## [WHAT YOU SHOULD DO]
Among the entries below, please repeat exactly and only the lines from the line containing "For each instance of the van" to the line containing "For each instance of the information", both lines included.

=== EXERCISE MATERIALS ===

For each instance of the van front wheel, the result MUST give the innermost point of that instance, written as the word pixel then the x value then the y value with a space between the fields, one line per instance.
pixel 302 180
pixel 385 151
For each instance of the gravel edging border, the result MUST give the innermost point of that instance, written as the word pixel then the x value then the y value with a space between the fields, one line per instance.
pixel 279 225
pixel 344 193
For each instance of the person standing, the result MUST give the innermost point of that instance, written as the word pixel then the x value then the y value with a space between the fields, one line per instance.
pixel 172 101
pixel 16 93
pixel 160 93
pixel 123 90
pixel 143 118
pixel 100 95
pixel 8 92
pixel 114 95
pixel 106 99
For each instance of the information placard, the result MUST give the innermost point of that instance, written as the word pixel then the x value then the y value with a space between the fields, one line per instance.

===
=== EXERCISE MATERIALS ===

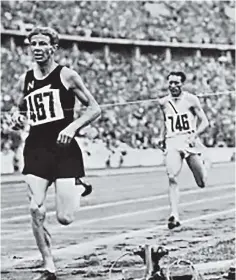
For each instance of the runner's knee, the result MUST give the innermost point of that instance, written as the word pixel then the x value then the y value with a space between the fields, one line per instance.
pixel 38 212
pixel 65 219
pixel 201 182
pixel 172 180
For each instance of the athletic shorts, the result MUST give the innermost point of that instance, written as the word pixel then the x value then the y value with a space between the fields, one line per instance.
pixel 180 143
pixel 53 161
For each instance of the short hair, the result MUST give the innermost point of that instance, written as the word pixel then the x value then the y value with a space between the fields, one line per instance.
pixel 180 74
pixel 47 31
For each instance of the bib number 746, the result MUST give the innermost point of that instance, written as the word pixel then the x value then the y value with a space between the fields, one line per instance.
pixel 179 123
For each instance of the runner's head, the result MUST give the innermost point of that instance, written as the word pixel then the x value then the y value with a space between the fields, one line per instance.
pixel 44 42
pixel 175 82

===

## [REPLY]
For each instance of the van front wheel, the result MUST give the innermost point of that instance, written as the word pixel then the x value then the y value with a space between the fields, one line per instance.
pixel 302 180
pixel 385 151
For each instance of the gravel edging border, the result MUST give the innermost point of that instance, written as the word pixel then the x value then the y value with a space between the fields, one line per instance.
pixel 279 225
pixel 344 193
For each instance of the person standing, the result MUST give the innermost point of that instance, written as the word pixel then the x value then the y value with a space between the fields, one line per instance.
pixel 172 101
pixel 16 93
pixel 160 93
pixel 123 90
pixel 143 118
pixel 100 95
pixel 8 92
pixel 114 95
pixel 106 99
For each instance of the information placard, the result MUST give the innermost point of that instance, written as the word pixel then the x value then the y value with a space between the fields, one line per instance.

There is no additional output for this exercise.